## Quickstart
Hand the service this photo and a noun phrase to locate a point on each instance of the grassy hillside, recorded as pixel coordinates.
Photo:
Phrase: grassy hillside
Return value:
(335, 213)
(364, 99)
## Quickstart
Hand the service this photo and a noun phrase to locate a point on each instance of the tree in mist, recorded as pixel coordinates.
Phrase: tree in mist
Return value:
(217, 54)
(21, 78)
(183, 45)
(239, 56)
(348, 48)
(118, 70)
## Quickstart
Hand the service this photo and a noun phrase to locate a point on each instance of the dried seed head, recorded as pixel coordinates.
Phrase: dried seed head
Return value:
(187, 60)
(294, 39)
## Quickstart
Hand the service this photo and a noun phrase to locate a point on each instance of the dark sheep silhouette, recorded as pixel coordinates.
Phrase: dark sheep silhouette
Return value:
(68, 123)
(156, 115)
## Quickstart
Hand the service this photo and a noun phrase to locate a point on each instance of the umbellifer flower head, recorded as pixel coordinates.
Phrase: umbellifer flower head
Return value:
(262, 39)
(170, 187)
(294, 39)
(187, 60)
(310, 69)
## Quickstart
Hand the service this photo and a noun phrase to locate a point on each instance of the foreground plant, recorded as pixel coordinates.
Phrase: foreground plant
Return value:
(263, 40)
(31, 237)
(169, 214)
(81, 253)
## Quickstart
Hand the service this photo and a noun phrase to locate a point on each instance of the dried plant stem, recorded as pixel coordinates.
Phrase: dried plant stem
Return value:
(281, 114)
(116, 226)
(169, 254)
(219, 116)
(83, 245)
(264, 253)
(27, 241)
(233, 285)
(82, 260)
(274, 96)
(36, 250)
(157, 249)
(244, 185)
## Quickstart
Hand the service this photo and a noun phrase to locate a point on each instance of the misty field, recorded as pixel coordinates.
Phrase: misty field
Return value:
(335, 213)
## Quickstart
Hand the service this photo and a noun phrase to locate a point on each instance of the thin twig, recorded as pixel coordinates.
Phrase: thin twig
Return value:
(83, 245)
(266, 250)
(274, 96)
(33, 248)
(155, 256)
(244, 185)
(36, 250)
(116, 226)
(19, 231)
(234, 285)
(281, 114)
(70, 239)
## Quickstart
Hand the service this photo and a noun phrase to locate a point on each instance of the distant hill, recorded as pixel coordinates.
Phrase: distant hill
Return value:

§ ABOUT THIS EXERCISE:
What lines of the listing contain the word "thin"? Copy them all.

§ FINISHED TASK:
Hand the service this photo and a noun phrase to locate a point on each instance of the thin twig, recorded as pixel coordinates.
Phrase: thin twig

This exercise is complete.